- **To be done**: Repeat, exactly and completely, the material that follows. Omit the pictures.

- **Record list**:
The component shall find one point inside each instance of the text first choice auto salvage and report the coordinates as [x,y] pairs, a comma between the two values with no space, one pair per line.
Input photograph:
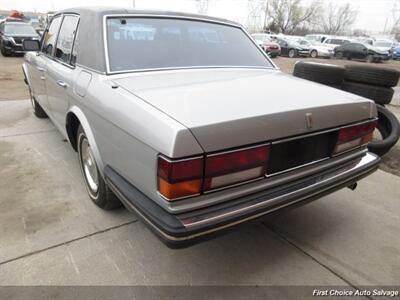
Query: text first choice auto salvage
[357,292]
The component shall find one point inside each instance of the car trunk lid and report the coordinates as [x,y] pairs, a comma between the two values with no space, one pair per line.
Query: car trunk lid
[227,108]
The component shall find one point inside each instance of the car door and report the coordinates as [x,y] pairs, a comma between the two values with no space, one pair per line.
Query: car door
[38,67]
[60,70]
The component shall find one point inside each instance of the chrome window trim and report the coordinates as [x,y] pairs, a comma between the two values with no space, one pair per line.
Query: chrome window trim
[155,16]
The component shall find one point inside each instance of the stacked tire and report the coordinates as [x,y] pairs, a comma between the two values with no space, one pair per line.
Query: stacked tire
[376,84]
[369,82]
[327,74]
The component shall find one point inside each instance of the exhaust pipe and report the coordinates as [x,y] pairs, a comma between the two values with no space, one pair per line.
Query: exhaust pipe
[353,186]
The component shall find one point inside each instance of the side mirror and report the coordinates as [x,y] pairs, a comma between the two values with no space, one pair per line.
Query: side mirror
[31,45]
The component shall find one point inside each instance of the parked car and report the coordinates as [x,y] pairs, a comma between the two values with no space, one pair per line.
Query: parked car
[317,49]
[319,38]
[396,53]
[197,138]
[291,48]
[360,51]
[333,42]
[271,48]
[12,34]
[386,46]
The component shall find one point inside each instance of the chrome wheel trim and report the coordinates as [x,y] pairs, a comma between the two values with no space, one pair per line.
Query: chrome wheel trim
[89,166]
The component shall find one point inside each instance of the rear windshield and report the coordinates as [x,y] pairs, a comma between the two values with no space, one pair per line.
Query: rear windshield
[19,29]
[153,43]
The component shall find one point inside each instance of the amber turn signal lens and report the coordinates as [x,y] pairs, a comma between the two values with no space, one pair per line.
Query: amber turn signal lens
[178,190]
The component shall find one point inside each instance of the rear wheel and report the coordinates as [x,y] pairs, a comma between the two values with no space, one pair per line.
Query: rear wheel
[97,188]
[292,53]
[314,54]
[389,131]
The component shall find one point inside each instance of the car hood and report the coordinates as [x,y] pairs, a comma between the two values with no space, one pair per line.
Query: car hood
[226,108]
[381,50]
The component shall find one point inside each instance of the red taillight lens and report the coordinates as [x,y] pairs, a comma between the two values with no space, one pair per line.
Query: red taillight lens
[180,178]
[354,136]
[235,167]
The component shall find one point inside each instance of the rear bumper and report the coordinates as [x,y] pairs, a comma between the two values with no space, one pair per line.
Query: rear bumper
[187,228]
[17,49]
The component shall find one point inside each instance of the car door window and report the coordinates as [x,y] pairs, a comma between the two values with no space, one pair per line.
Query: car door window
[65,39]
[50,36]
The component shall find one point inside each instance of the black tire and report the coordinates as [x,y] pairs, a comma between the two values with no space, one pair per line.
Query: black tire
[323,73]
[102,196]
[370,58]
[381,95]
[372,75]
[292,53]
[314,54]
[4,51]
[339,55]
[389,128]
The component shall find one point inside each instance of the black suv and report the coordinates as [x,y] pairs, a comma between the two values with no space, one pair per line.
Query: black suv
[12,34]
[361,51]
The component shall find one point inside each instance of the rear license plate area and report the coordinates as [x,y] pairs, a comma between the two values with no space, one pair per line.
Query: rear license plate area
[294,153]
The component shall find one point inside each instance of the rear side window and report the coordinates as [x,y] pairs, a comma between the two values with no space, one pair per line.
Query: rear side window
[50,36]
[152,43]
[66,38]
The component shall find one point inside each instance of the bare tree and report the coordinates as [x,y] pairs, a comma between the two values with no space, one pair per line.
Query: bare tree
[338,18]
[286,15]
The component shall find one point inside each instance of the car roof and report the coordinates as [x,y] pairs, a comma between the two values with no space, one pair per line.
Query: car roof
[90,40]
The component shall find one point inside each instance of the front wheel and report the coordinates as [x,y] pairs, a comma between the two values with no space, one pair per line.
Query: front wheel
[339,55]
[97,188]
[292,53]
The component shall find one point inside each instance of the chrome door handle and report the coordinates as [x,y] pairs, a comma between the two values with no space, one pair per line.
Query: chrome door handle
[62,83]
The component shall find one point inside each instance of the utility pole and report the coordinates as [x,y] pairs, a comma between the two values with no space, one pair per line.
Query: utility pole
[202,6]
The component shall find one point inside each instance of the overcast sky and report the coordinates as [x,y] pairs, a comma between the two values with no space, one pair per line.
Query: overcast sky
[372,14]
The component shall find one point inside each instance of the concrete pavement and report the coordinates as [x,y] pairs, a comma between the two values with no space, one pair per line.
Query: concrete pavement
[51,233]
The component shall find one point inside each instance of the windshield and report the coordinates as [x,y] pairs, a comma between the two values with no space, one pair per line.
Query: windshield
[153,43]
[19,29]
[383,44]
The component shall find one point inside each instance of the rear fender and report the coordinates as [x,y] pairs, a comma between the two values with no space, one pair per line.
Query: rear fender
[25,70]
[89,134]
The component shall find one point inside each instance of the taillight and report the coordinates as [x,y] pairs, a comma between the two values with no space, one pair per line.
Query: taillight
[354,136]
[235,167]
[178,179]
[184,178]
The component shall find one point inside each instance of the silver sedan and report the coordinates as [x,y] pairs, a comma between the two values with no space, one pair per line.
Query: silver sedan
[187,122]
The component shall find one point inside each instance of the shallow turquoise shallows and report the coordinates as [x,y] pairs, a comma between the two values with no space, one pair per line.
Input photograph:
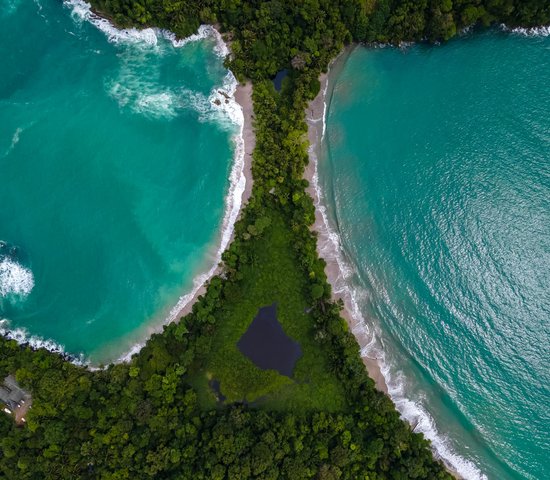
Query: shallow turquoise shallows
[114,167]
[436,171]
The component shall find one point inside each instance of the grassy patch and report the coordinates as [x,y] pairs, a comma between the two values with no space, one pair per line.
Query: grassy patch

- **Exercise result**:
The component shall find one point inside each instance of the text first choice auto salvage and report the coordinates as [x,y] pairs, a comma between the two values with no space, one pair per line.
Input photograph:
Query: text first choice auto salvage
[357,292]
The component shall find one point inside each instance of the car trunk lid and report the coordinates as [x,y] pairs, a comma between the two values with no space, one pair per line.
Query: car trunk lid
[227,108]
The component shall find one point inside each instance of the car door and report the coordinates as [x,y] pairs, a comma between the two values with no space, one pair per line.
Query: car door
[38,67]
[60,70]
The component shall find one point inside each instance of the chrome window trim and report the coordinates as [x,y] pairs, a comma between the two values with no space, one pair per line.
Query: chrome window trim
[155,16]
The component shall find one point inside each instance of the stacked tire and report the coordinates as [x,y] pairs, a comma between the two values with no space, one pair per line.
Query: stacked tire
[376,84]
[369,82]
[327,74]
The component shall find one point inside each instance of the exhaust pipe and report the coordinates as [x,y] pairs, a comma between the two values with no space, one pair per line.
Query: exhaust pipe
[353,186]
The component shall find one point inside each instance of the side mirror and report the coordinates as [x,y] pairs, a comma between the two values with no space, one pair per line.
Query: side mirror
[31,45]
The component shall find one point inside each instance of the parked car and report the coordinates as [x,y] pairs, a comma between the two values with no space, one pair per line.
Query: parked car
[317,49]
[319,38]
[396,53]
[197,138]
[291,48]
[360,51]
[333,42]
[271,48]
[12,34]
[386,46]
The component shall find one point inside each instance of the chrome wheel trim and report the coordinates as [x,y] pairs, a comma between the two values with no space, one pair per line.
Query: chrome wheel trim
[89,166]
The component shall find one point inside each instance of the rear windshield and report the coordinates as [x,y] pairs, a comma between the two values with no space, one pair per line.
Query: rear windshield
[19,29]
[153,43]
The component shall find one point inside each instance of the amber turn signal lens and report the coordinates as [x,y] pairs, a comma between the two values with no space, one pair per line.
Query: amber turn signal lens
[178,190]
The component shall find one point inside each instance of the rear wheel and report the coordinates as [x,y] pairs, a comma between the two values with no space, one pair per line.
Query: rear wheel
[97,188]
[292,53]
[314,54]
[389,131]
The component shall find one point inside each instance of the car hood and report the coordinates as [x,y] pairs, a comma between the two values with no space, one pair per line.
Query: car hood
[226,108]
[381,50]
The component shall find one point inside each instance of the red taillight lens and report the coordinates as [x,y] pairs, a comma between the two values with no space, one pair per line.
Query: red taillight lens
[180,178]
[354,136]
[235,167]
The component shall find one point inside each instance of the rear bumper and report the coordinates as [x,y] pairs, a comma between the two values with no space, one pair per line.
Query: rear bumper
[187,228]
[17,49]
The component shall find one point inside each instance of the car door window and report the coordinates as [x,y] pairs, a comma between the two values with no space, one pair per line.
Query: car door window
[65,39]
[50,36]
The component shall find one point inside each instance of the black tire and report the coordinates as [x,y] pairs, a comma between the two values with no space, one pair per line.
Query: black tire
[323,73]
[102,196]
[370,58]
[381,95]
[372,75]
[292,53]
[314,54]
[4,51]
[339,55]
[389,128]
The component shall find one point inside each instance of the black suv and report the coordinates as [x,y] pairs, a comma between the two values with no space, one pair per line.
Query: black suv
[12,34]
[361,51]
The component shall find one point inside each instance of the rear license plate area and report the coordinates as [x,y] pairs, a comma between the two values with no space, one pair per line.
Query: rear license plate area
[294,153]
The component shall find one point inside each instance of the rear side window and report the coordinates as [x,y] pairs, a comma between the two values with no space, one pair per line.
Query: rear side window
[50,36]
[152,43]
[66,38]
The component shall find one point inside each instance of the bare tree and report the coordinates as [x,y] pairs, a comma between the two values with no space, one pair per line.
Query: bare tree
[338,18]
[286,15]
The component shall find one point inside each instance of the car roof and report the coordinates as [x,y] pairs, a comma between the two values with no space, one pair per line.
Query: car roof
[90,40]
The component shall find one point inside each instance of the front wheel and report the coordinates as [x,y] pairs, a comma between the two values with no space, one pair per line.
Query: front wheel
[339,55]
[97,188]
[292,53]
The component shall find one point inside each instance of the chrome door handle and report the coordinates as [x,y] pairs, a comma between the two values with no space, one pair per line.
Query: chrome door handle
[62,83]
The component shall find one point inside each instance of the utility pole and report the coordinates as [x,y] pairs, a comma between the two values with no space, one pair per line.
Query: utility pole
[202,6]
The component shall find one point inside each instance of the overcast sky and report the coordinates as [x,y] pairs, a comma between the two values with no space, one pair per line.
Query: overcast sky
[372,14]
The component shall find one point inside each instance of the concrete pavement and report the coordinates as [x,y] pairs, a comma between the two values with no space, one pair per line.
Query: concrete pavement
[51,233]
The component shall find one point inside each instance of the windshield and report the coordinates as [x,y] pairs, a comma between the two values with no space, one pair per line.
Query: windshield
[153,43]
[19,29]
[383,44]
The component shall find one point inside each instance of the rear fender and report the coordinates as [x,y] pairs, a comma between the two values with no space, one pair per line.
Query: rear fender
[25,70]
[89,134]
The component shall find one point inside each instance of the taillight and report the coordinates as [x,y] pairs, a comma between the two values with no space, one pair per line.
Query: taillight
[354,136]
[235,167]
[178,179]
[184,178]
The component shall find one point inside each instance of the silver sedan and report the coordinates as [x,y] pairs, a comma between the two values with no space, one pair per line.
Query: silver sedan
[187,122]
The component shall find one point inside each instance of the shallow turquoise shallows and report the coordinates as [x,y] pairs, a comma between the two values with no space, one pair per line.
Input photograph:
Query: shallow turquoise shallows
[114,167]
[436,171]
The component shall find one point inside each instance of the grassy patch and report the coordinates as [x,y] pairs, a comma between the two values with no space, one pair per line.
Query: grassy patch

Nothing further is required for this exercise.